How to Optimize Text for Machine Translation
In this article, we focus on stock (=publically available) machine translation systems because custom models can be trained on your data samples to handle specifics of your text style better, while generic models are there to deal with all kinds of text.
To optimize text for machine translation:
Use a formal writing style
Use a simplified sentence structure
Unify terms
Check orthography, punctuation, and misspelling
Unify formats
Use the lowercase letters as much as possible
Mind e-mails, file paths, URLs
Use glossaries for specialized terms
Use a unified approach for toponym translation
When sending translation requests to get better MT results, make sure to specify the source text language, source text format, and standard HTML tags.
See the following sections for details on each of the above-mentioned optimization methods.
Formal Writing Style
It is beneficial to remove or substitute the following:
Slang words [e.g., wooot, buddy, or dude]
Loanwords and Neologisms [e.g., Grand Prix, e-bike]
Idioms and specialized Local Terms [e.g., break the ice = “get the conversation going”]
Ambiguous words and words with a different meaning in source language dialects, for example:
a) Words ending on -ed or -ing
b) The word "table" could mean a piece of furniture or a list, depending on the context
c) The word "glass" could mean material or tableware, etc
Phrases based on Local Humor, Customs, Sayings, and Biases
Ad-hoc Abbreviations [e.g., in French there are a lot of abbreviations used in everyday communication: BJR = bonjour, BZ = bisous, bises., etc.]
Use phrases based on the common knowledge [e.g., Earth is a planet]
Simplified Sentence Structure
To simplify sentence structure:
Make sentences consistent and self-sufficient
Don’t indulge in complex sentences with subordinate clauses
If you can, avoid passive voice
If needed, split a complex sentence
Unify Terms
The concept of unifying terms can be understood as, instead of using both “client” and “customer” to describe the same thing, stick with only one term throughout.
Orthography, Punctuation, and Misspelling
Mistyped words can be mistranslated — “void gaps” instead of “avoid gaps” completely changes the meaning of the sentence.
Once our office had to take a break when we saw a machine-translated result of the mistyped word “assked”.
Unify Formats
It is beneficial to unify the following formats:
Prices and Currencies [e.g., $1.000]
Units of measurement [e.g., kg]
Numerals [try to use numbers instead of numerals, e.g., use “1“ instead of “one”]
Dates and Times [e.g., 2020–08–12, 14:45]
All other specified data and terms that could be unified
Lowercase Letters
It is beneficial to use lowercase letters as much as possible, and:
Avoid unnecessary capitalization [e.g., use “counterparty” instead of “Counterparty”]
Remove CAPS LOCK [e.g., the word “HERO” can be left untranslated]
E-mails, File paths, URLs
Avoid translating emails, file paths, and URLs as they can introduce some unexpected results in the translations. For example, the e-mail address “daisy@garden.to” can be machine-translated as flower @ yard, which is probably not the intended outcome.

*WRITTEN EXERCISE A*
From the article on optimizing text for machine translation, print the passage from "How to Optimize" up to and including "standard HTML tags.", without changing a word.
*WRITTEN EXERCISE B*
In the article on optimizing text for machine translation, which pair of words illustrates describing the same thing with two different terms?

*SUPPLIED INFORMATION*
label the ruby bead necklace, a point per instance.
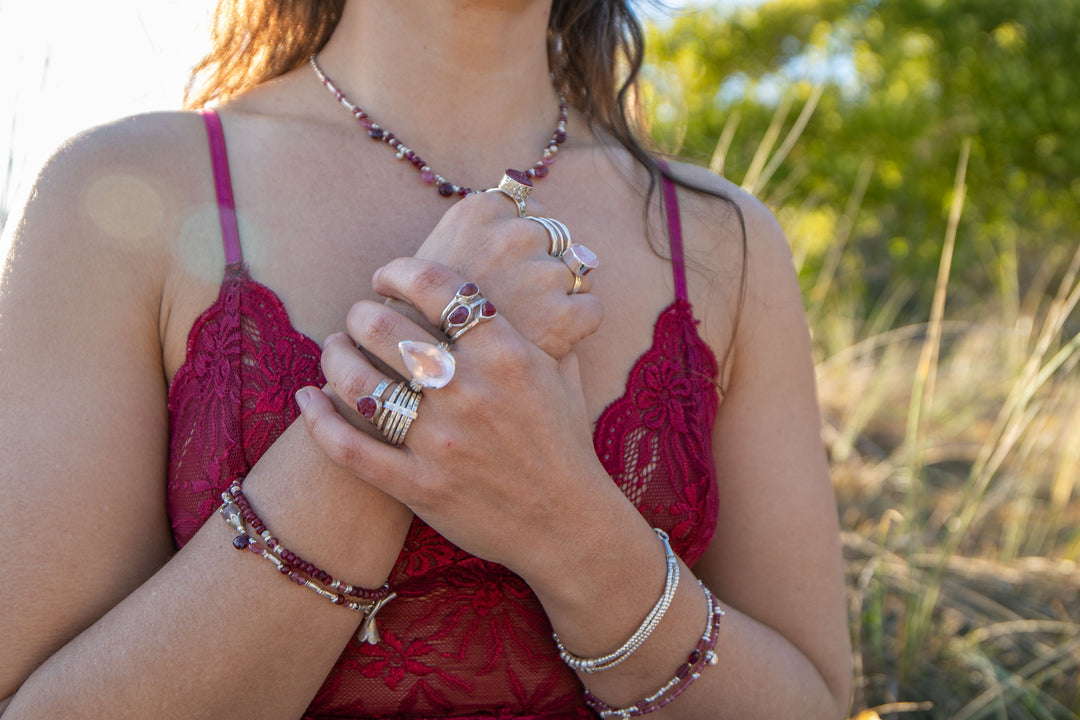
(444, 187)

*CORRECT OUTPUT A*
How to Optimize Text for Machine Translation
In this article, we focus on stock (=publically available) machine translation systems because custom models can be trained on your data samples to handle specifics of your text style better, while generic models are there to deal with all kinds of text.
To optimize text for machine translation:
Use a formal writing style
Use a simplified sentence structure
Unify terms
Check orthography, punctuation, and misspelling
Unify formats
Use the lowercase letters as much as possible
Mind e-mails, file paths, URLs
Use glossaries for specialized terms
Use a unified approach for toponym translation
When sending translation requests to get better MT results, make sure to specify the source text language, source text format, and standard HTML tags.

*CORRECT OUTPUT B*
"Client" and "customer."